STUDY TEXT:
· · · · · · ·

Explaining his decision, Frido Mann said he had become impressed with the German nation’s commitment to building a democratic society upon the ashes of its “horrible history” engendered by and during Nazi rule, and he said he wanted to contribute to that building effort. His decision was facilitated by an Article in the post-World War Two German Basic Law which grants and restores citizenship to those who left the country during the war years on political, racial or religious grounds.

Upon receiving his German passport, Frido Mann said he was struck by its design.

“For me, it was a very important moment when I got the passport, the dark pink passport; now the color may have changed. It was first written ‘European Union [on top] and then [on the lower half of the cover] Germany. And I said to myself: ah, many things have changed in Germany.”

Transatlantic identity

Nevertheless, Mann continues to travel with his American passport, for emotional as well as practical reasons. Clad in blue jeans, a short sleeved blue button-down shirt and comfortable walking shoes – or sneakers, as they’re called in America-- Mann looks every bit the American.

His attachment to America is “almost irrational,” he said, describing a “deep, almost biological feeling [of] belonging to a country where I recognize people, how they look, how they talk, how they eat, how they act.”

· · · · · · ·

DATASET RECORDS:
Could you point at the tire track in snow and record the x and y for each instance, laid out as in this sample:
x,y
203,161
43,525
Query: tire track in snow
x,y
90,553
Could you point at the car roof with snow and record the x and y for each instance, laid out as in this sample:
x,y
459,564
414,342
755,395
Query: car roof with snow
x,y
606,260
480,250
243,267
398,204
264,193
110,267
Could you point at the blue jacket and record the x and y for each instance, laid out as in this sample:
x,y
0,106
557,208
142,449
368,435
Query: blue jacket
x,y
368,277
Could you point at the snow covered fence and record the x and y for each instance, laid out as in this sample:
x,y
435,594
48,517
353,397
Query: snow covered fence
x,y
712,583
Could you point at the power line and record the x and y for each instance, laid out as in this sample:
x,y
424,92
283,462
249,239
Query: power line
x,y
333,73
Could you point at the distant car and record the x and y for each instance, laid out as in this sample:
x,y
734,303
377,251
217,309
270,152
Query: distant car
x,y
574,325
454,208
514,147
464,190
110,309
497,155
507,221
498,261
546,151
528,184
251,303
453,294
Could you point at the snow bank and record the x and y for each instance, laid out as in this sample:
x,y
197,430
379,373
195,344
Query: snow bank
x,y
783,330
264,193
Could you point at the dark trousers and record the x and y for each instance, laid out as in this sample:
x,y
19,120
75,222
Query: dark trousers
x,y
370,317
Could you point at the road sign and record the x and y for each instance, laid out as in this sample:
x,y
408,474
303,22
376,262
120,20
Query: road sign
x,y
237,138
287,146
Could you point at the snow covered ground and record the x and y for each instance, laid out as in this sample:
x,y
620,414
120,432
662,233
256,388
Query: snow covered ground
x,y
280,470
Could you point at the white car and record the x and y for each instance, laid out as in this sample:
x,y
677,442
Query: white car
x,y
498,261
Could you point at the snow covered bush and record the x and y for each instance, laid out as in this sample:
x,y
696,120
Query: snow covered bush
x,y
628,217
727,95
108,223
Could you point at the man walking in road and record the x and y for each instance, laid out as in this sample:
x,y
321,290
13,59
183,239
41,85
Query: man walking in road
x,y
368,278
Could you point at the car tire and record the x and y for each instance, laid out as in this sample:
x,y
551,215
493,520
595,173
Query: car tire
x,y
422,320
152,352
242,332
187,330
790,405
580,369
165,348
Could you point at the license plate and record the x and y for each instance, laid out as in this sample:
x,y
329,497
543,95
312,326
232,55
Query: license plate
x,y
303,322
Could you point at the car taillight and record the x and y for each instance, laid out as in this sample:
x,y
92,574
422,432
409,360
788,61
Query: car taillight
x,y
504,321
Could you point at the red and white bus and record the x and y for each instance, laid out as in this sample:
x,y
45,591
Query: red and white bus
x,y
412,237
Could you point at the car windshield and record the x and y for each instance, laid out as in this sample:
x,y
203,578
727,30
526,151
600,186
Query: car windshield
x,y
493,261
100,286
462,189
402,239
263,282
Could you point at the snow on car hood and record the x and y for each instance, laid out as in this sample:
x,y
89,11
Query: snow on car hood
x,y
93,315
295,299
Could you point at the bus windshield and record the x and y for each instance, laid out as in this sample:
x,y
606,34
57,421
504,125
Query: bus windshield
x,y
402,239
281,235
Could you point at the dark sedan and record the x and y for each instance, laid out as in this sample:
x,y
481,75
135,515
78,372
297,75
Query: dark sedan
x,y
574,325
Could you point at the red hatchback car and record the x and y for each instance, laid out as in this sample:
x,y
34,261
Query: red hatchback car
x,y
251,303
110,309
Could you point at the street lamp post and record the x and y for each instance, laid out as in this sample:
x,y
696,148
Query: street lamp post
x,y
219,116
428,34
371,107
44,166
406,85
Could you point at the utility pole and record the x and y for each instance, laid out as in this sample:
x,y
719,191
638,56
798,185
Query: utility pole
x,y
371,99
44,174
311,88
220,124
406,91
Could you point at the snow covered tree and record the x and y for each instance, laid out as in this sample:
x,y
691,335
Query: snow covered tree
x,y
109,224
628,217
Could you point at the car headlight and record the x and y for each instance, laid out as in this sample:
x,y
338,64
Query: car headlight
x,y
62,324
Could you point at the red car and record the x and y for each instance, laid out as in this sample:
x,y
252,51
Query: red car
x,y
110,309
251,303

· · · · · · ·

TASK 1: Summarize the passage about Frido Mann in two sentences.
TASK 2: In the passage about Frido Mann, what color does he say his German passport was?
TASK 3: Please pick up the passage about Frido Mann where it stops and carry it on.

RESPONSE AREA 1: Frido Mann explained that he sought German citizenship because he was impressed by Germany's commitment to building a democracy after its Nazi-era history, a step made easier by a Basic Law article that restores citizenship to those who left on political, racial or religious grounds. He was struck by his new passport's cover reading "European Union" above "Germany," yet he still travels on his American passport and describes an almost irrational attachment to America.

RESPONSE AREA 2: Dark pink.

RESPONSE AREA 3:
“When I’m in Europe, even [for] decades, I forget this, and I get used to life in Europe, and I like it [there], too; but as soon as I come back, I feel as if this is still, still my country; even now, in my old days, happens every time.”

Twice an exile

His grandfather would understand that attraction, Mann said. After fleeing Germany, Thomas Mann settled near Los Angeles, after a stint in Princeton where he counted among his neighbors Albert Einstein, another noted German who renounced Nazi ideology and chose to become a U.S. citizen.

The cover of Frido Mann’s book in memory of his grandparents and German intellectuals who fled the Nazis and took up residency in the U.S. during World War II; some would go on to become U.S. citizens, as did Thomas Mann. (Natalie Liu/VOA)

 Mann went on to become a leading figure in a community of German writers and artists in exile living in a community known as the Pacific Palisades. However, his alleged association with left-wing causes made him a target of the 1950s “Red Scare,” prompting Mann to move again, this time to Switzerland.

Frido Mann recalled that his grandfather was initially distraught over the move, describing him as being “homesick” and greatly missing his California house. Today, that house has been purchased and rebuilt by the German government.

But it happened

Asked what Thomas Mann would have made of the transformations Germany has gone through since the Second World War, Frido Mann said: “That’s the question I ask myself, too. In 1945, if someone had said to him ‘in 70 years, a new German government will buy this house and turn it into an encounter place for Germans and Americans,’ he would say ‘you’re crazy!’” Pointing to his temple, Frido Mann laughed as his thoughts traveled in time. “But it happened.”

Frido Mann, from left, with German Federal President Frank-Walter Steinmeier and his wife, Elke Büdenbender, at the opening ceremony of the Thomas Mann House in Los Angeles, California, June 2018. (Courtesy Photo)

A democratic future

Turning to current European politics, Frido Mann said the rise of ultra-nationalist groups in several countries is a concern, but he takes some comfort in having seen those groups lose ground in a wave of recent elections across Europe, while calling the political scene in Great Britain a case that merits separate analysis.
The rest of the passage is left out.